# talent - not grades!



## insomniac (Mar 24, 2005)

my honest confession is that my high school grades literally sucked. terrible. i mean like no chance in hell of getting into one of the big film schools.

i DO, however, have a lot of portfolio work, have some actual professional experience, and tend to think i'm fairly talented.

i was wondering if anybody knew of some film schools that allow you in based solely on talent. Cal Arts used to, but now they apparently decide based on grades as well. there's schools like New York Film Academy and Full Sail, but those are still more like quick-fix trade schools rather than the real deal. i wouldn't even have a problem with that, except they're still just as expensive as the big schools. and don't have any on-campus housing.

so does anyone know of any schools that take you based purely on talent? or schools similar to full sail or nyfa that may have on-campus living or somewhat cheaper tuition?


----------



## Trespasser (Mar 24, 2005)

Columbia College in Chicago has a great film department and is easy to get into, and they do have a relatively lower tuition rate than most of the big schools. Also they do have 2 dorms for residence.


----------



## lilyofshallot (Mar 25, 2005)

You could go to a college for a year or two and make really good grades and then transfer into a film school.  Most of them have transfer programs and most colleges look mostly at college grades at that point.


----------



## vincentmeloy (Apr 6, 2005)

I think CalArts still doesn't care about grades or SATs.
Columbia College Chicago has an open enrollment, so any HS grad can get in, making it a huge and well equipped film school (about 2000 students in film I think)
Brooks Institute will take about anyone who can pay the tuition


----------



## alex c (Apr 7, 2005)

if ur not thinking about transfering, try something like sva or pratt, or columbia.


----------



## Hoeks (Apr 7, 2005)

I was in a similar situation

My way was to go to a smaller college like C.W Post: LIU with a decent film programm, work my ass off, get a 4.0 and transfer to a big school.

I guess that's my advice. In the end, it was a better way than going to NYU as a freshman. I got a lot of 16mm experience at post as a freshman.


----------



## alex c (Apr 7, 2005)

hoek,

when u transfered to nyu, did you have to supply a portfolio from post, or did u just take classes involved with film. also if u did supply a portofolio, was it really good, or just average?


----------



## Hoeks (Apr 8, 2005)

RECORDS →
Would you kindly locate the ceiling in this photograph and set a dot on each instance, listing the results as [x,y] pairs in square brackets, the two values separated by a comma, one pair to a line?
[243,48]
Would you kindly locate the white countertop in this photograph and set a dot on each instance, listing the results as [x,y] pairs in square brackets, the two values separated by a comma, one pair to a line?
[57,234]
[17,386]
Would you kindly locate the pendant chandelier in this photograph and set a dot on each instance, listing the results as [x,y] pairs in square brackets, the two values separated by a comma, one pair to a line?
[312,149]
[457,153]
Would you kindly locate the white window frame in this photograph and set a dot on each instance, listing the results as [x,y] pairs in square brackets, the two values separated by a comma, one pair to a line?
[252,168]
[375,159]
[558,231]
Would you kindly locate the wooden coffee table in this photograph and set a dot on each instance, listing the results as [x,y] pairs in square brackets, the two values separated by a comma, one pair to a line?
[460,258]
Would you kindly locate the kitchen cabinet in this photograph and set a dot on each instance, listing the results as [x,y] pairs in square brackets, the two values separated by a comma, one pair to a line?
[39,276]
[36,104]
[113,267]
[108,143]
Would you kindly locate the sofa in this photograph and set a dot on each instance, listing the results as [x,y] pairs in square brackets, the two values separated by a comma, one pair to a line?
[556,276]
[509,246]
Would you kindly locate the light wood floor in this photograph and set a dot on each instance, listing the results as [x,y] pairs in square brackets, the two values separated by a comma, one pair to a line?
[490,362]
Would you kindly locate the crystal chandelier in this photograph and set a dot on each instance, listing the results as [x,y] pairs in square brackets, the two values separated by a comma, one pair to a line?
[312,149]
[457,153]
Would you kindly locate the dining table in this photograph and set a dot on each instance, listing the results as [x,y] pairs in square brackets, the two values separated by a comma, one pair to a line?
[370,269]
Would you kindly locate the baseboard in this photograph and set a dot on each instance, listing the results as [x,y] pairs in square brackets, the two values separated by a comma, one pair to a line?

GOALS →
(1) In the film school thread, which school does Trespasser say has two dorms?
(2) Pick up the film school thread at its end and keep it going.
The records have nothing to do with the film school thread.

THE RESULTS →
(1) Columbia College in Chicago.

(2)
I did have to send in the regular portfolio

1 essay
film or screenplay or photos
I sent them my first film I ever made (I made it at post on 16mm on a K-3). I think they liked it...it got into this small festival at my school and got very good responses.

However, I did have a 4.0 at post (which was really not a hard thing to do, easy school) and I am foreign (NYU loves us, I know, it's unfair)

But I got friends they transfered into NYU with TERRIBLE hichschool grades after visiting a college and doing decent there. Portfolio is 50%, grades and SAT 50%


----------



## Evan Kubota (Apr 9, 2005)

"so does anyone know of any schools that take you based purely on talent? or schools similar to full sail or nyfa that may have on-campus living or somewhat cheaper tuition?"

Not to be an ass, but if you're so talented, shoot a feature and go to LA to shop it around. A studio is bound to immediately give you a contract with a $700,000 advance on your first script. 

Seriously, schools are schools. If your grades suck, they will probably not let you in. Your work may be decent, but they probably have hundreds of applicants who have demonstrated they can successfully function in an academic environment and have decent portfolios. Most film schools have no interest in people who fail to succeed at anything except what they are passionate about.


----------



## Nervous Larry (Apr 12, 2005)

I definately got into NYU randomly, probably in a drawing. I know people with the same if not better grades and more professional portfolios than me and they got rejected. Maybe it was because I went for early decision? That school is seriously crazy sometimes. I probably didn't deserve to get in. Too bad I'm poor.


----------



## johnnyvox (Apr 13, 2005)

does anyone know anything about CalArts film directing MFA program?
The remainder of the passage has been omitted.